**Page**
↓↓↓
The rise in the popularity of music festivals is a raw deal for music fans. A disused airport, the grounds of a castle or even a dusty space on the outskirts of town are all cool locations for a party, but they’re not great places to discover new music or see your favourite bands. The band are given little time to set up and perfect their sound and most music doesn’t suit a 4pm showtime in broad daylight. I’ve dragged my friends along to see plenty of bands I like at festivals only to have to make excuses because of the poor atmosphere and sound. I saw Neil Young headline Hop Farm Festival in a wet field in Kent a few years ago and the wind blew the sound everywhere. It wasn’t the experience I was hoping for.
It’s disappointing how festivals have come to dominate the musical landscape and the tour schedules of many bands. Case in point – The Pixies‘s tour of their new album Indie Cindy takes in a variety of festivals across Europe this summer with little or no headline shows planned around them. It’s common for bands to enter into a contract not to perform gigs alongside the festival dates so if you’re not planning on attending then you can kiss goodbye to the hope of seeing the band. I’m aware that these festivals are big money spinners for bands and they should grab what they can in terms of remuneration and exposure but still, it’s not great.
↑↑↑
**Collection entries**
↓↓↓
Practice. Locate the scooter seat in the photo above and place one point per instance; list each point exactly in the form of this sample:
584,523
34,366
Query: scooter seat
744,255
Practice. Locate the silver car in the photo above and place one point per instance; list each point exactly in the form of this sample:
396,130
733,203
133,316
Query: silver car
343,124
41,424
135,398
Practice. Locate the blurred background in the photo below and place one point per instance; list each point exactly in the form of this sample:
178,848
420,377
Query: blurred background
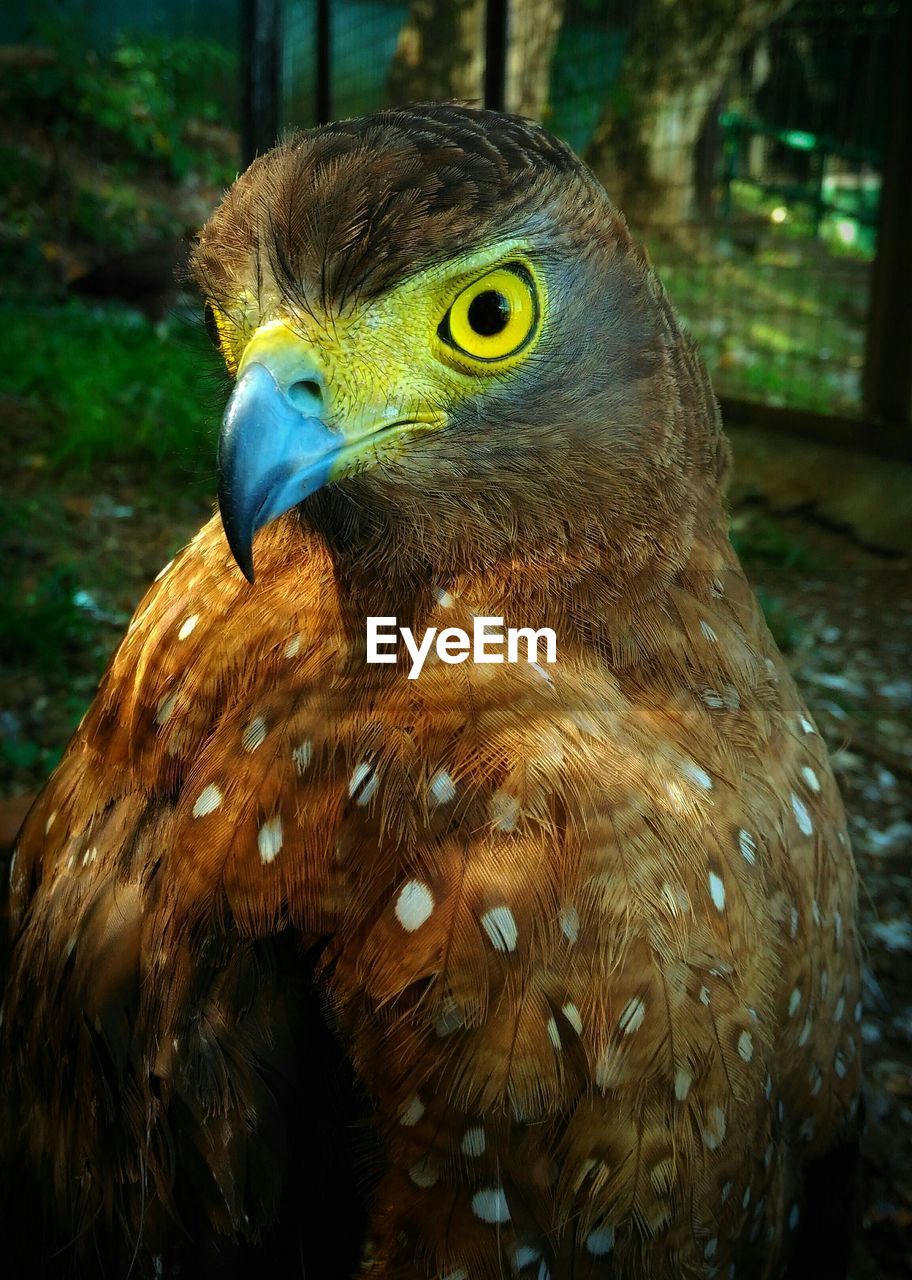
761,149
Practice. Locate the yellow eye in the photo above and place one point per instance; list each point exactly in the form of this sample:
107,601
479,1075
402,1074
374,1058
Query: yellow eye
495,316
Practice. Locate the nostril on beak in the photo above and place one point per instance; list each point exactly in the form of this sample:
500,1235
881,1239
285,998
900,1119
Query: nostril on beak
306,396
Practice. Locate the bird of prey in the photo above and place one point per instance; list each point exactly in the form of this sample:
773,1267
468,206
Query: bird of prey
536,968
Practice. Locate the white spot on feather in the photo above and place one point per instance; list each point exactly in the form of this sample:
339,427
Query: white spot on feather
569,922
717,891
424,1173
683,1082
255,734
700,776
450,1019
363,782
542,672
269,840
571,1015
473,1142
414,905
714,1132
600,1242
491,1205
208,800
802,816
500,924
748,846
163,712
632,1016
504,810
442,787
411,1111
↑↑↑
**Short task A**
List the places that the piece on music festivals calls cool locations for a party.
**Short task B**
Identify every line of the listing that contains the string "Query", matching case exactly, and copy each such line.

**Expected answer A**
- a disused airport
- the grounds of a castle
- a dusty space on the outskirts of town

**Expected answer B**
Query: scooter seat
Query: silver car
Query: blurred background
Query: yellow eye
Query: nostril on beak
Query: bird of prey
Query: white spot on feather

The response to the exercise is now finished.